◆ **SOURCE RECORDS**:

########

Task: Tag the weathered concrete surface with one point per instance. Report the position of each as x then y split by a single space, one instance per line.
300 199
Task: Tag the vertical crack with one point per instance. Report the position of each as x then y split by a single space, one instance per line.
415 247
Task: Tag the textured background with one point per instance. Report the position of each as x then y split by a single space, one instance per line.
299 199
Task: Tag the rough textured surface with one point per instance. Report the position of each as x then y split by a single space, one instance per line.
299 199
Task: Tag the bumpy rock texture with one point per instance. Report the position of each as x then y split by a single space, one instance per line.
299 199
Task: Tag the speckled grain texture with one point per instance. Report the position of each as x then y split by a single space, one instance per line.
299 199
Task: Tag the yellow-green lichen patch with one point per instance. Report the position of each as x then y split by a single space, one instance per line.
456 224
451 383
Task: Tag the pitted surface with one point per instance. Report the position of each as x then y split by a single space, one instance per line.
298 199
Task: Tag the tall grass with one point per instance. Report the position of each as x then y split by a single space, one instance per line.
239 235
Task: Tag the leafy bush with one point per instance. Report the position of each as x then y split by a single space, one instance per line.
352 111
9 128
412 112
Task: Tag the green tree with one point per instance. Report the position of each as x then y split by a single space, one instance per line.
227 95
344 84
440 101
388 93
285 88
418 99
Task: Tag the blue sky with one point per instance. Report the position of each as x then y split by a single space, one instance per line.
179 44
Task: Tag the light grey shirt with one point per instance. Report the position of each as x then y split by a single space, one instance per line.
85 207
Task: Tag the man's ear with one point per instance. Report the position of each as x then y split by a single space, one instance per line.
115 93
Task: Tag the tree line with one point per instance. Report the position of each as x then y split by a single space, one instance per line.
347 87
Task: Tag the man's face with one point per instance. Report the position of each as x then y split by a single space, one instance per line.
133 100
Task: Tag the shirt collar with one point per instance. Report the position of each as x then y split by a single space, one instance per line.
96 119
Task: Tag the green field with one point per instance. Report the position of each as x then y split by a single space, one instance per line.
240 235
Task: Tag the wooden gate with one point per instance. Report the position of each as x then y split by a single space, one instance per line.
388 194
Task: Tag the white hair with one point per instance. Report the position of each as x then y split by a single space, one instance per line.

########

Write out again the stretch from the line containing "Task: Tag the man's face" through the end of the items, including the requests and answers. Shift every x and y coordinate in the answers by -88.

Task: Tag the man's face with one point per instance. Report the position of each as x then y split by a single space, one instance per line.
45 12
Task: Tag the shirt collar with one point per instance. Report the position of each as x then y split by a single space, one instance per line.
8 31
Task: Tag the green field with one point per instance. Report the position of each as x then y split by a single space, one instance per line.
152 147
Task: Tag the wooden gate with one point per instance. Report the position of each as x then y split by a single space, one instance per line.
300 106
Task: Tag the white hair with one point per instance. Report the position of each as x then y split by a single space, one instance per line.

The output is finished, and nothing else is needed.